• [Set exercise] Update the records below, from the line holding "instance of the sky" through the end of the records, inclusive, by replacing "marker" with "point" and changing nothing else. Leave the pictures out of your answer.

Records from a pointing dataset:
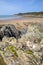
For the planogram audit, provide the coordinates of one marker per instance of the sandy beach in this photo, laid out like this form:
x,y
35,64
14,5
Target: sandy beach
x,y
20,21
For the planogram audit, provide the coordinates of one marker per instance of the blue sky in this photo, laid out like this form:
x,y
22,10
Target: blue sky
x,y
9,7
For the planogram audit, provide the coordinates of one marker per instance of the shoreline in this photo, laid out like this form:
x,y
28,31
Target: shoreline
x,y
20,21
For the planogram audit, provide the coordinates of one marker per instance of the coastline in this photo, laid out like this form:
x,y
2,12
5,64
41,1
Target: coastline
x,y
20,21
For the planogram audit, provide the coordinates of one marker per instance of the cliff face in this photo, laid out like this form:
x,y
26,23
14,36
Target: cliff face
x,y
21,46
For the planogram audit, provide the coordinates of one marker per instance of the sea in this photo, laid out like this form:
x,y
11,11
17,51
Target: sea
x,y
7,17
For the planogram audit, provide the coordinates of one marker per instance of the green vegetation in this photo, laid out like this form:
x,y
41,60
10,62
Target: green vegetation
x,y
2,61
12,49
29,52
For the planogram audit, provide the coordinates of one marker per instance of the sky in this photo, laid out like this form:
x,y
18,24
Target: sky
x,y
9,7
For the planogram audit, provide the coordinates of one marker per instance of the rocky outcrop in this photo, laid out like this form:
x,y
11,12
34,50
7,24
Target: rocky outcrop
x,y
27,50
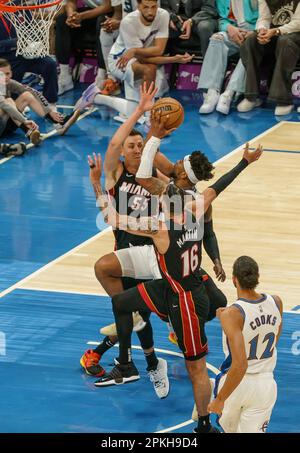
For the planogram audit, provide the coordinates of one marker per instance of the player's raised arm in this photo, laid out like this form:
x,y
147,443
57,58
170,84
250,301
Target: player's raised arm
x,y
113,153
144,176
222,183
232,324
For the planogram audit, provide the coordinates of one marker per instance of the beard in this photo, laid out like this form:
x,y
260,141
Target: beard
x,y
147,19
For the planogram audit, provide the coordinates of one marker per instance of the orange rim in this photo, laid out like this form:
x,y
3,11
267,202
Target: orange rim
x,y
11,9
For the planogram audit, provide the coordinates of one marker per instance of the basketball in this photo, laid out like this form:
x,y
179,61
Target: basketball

• [Reply]
For the planogram audit, provide the coordinates of one point per instance of the sky in this photo, laid out like this form:
x,y
18,24
Target: sky
x,y
9,7
For the planogram audit, provide the coordinates of one point per instance of the rocky outcrop in this photo, laid out like this form:
x,y
11,12
34,50
7,24
Target: rocky outcrop
x,y
27,50
For the planogram audit, provide the coordinates of one point per instance of the player's raised arm in this photo, laid out like this form:
x,y
147,443
57,58
170,84
250,301
Target: player's raised arm
x,y
113,153
144,176
222,183
232,324
For the planogram audit, provide the coordinates of one point per instance of the beard in this photo, laid out like this form:
x,y
260,141
Target: beard
x,y
147,19
For the planogram audit, provide the coordinates of one point per instance of the orange rim in this photo, laid out like this form:
x,y
3,11
267,202
Target: orange rim
x,y
11,9
For the planogram audit, provide the coordinates of one point per instance of the basketball in this photo, laid out like this form:
x,y
179,61
Target: basketball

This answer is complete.